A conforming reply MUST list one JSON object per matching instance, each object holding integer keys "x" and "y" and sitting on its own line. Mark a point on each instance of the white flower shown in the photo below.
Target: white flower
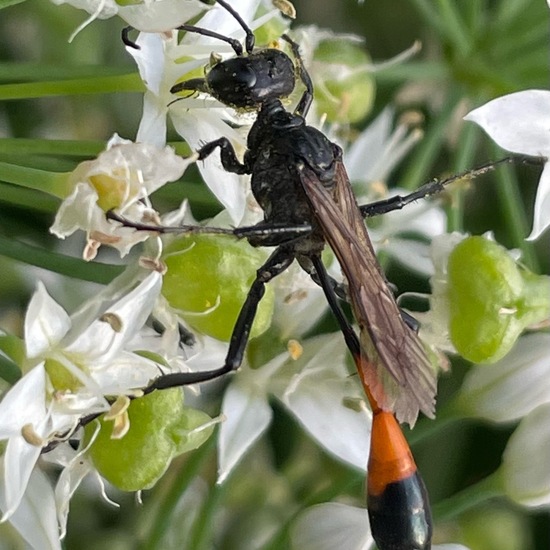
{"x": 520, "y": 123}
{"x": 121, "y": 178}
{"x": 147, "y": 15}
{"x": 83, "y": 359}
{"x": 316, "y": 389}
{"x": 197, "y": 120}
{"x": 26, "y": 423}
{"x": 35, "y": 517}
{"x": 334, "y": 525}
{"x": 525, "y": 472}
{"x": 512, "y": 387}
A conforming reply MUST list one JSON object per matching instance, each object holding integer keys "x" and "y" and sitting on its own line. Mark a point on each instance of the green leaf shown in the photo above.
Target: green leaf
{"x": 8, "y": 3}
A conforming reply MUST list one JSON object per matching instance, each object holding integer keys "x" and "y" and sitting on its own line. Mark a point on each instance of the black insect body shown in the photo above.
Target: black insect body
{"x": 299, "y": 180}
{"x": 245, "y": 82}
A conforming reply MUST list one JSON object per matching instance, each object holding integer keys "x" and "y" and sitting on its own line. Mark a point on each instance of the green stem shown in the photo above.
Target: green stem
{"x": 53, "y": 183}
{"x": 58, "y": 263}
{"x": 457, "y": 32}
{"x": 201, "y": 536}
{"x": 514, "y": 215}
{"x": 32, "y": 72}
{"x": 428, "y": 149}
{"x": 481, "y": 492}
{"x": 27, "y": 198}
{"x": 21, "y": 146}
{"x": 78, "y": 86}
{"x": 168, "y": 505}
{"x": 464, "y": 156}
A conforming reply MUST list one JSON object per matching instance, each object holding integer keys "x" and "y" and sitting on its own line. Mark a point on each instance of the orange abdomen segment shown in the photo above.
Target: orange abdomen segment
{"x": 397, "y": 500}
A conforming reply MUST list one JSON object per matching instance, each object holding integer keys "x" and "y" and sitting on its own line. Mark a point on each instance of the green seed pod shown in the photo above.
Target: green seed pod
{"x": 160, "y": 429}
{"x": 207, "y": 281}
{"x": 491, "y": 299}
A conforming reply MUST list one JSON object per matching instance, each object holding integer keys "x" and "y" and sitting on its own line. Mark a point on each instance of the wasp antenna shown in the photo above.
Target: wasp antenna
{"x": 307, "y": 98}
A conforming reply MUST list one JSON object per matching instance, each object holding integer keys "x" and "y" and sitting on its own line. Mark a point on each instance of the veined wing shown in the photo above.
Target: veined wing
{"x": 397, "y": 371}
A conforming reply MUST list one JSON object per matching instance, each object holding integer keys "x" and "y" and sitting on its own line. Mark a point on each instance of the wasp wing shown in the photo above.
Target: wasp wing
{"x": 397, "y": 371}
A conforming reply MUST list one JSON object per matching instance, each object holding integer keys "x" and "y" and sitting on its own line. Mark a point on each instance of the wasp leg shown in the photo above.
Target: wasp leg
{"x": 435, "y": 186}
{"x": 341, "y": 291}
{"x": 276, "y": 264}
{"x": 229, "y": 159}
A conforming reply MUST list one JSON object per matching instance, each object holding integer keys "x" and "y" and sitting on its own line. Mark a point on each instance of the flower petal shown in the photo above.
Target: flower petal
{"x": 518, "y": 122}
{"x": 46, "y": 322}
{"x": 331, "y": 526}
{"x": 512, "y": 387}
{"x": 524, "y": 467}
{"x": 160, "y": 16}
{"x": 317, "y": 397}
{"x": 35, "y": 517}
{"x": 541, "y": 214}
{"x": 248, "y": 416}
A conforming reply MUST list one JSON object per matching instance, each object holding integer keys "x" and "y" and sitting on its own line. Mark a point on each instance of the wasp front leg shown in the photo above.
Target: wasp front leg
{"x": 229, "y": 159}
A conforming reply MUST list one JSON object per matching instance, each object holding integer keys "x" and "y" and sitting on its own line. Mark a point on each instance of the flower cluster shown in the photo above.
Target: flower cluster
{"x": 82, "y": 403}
* * *
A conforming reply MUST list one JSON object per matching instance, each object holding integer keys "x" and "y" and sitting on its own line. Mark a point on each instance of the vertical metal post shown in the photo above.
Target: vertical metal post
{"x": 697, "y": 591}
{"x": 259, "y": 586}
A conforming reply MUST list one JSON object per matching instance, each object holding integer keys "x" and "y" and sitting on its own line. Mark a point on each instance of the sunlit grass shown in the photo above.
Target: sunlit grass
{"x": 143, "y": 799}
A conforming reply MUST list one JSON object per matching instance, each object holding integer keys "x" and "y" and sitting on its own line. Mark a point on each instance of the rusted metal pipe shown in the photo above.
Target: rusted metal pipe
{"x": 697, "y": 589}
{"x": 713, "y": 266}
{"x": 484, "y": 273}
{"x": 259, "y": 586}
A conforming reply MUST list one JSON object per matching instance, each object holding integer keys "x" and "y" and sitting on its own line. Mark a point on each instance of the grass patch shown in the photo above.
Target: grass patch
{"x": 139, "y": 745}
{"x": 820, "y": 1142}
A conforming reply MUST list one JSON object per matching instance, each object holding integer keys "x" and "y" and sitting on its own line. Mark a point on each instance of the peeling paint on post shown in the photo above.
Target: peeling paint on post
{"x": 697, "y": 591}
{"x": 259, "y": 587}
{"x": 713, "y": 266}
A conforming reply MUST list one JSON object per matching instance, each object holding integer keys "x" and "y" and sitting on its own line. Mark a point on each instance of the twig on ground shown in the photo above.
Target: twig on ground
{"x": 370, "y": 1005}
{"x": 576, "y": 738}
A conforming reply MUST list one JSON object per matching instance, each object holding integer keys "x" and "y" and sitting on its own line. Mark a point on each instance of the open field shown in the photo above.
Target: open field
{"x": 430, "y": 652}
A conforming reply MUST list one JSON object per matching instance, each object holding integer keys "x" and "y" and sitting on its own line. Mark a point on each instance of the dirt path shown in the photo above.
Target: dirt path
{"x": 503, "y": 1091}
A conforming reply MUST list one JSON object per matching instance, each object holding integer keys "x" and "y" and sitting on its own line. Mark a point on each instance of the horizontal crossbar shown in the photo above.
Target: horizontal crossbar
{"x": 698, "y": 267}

◆ Written task
Pick out every line of the data above that contains the word "paint", and copy each of those lines in full.

◆ Expected output
A conforming reply MUST list one JSON object per matching instance, each object holding integer keys "x" and "y" and sitting on its own line. Mark a point on each instance of the peeling paint on post shown in the photo above.
Target: peeling paint on post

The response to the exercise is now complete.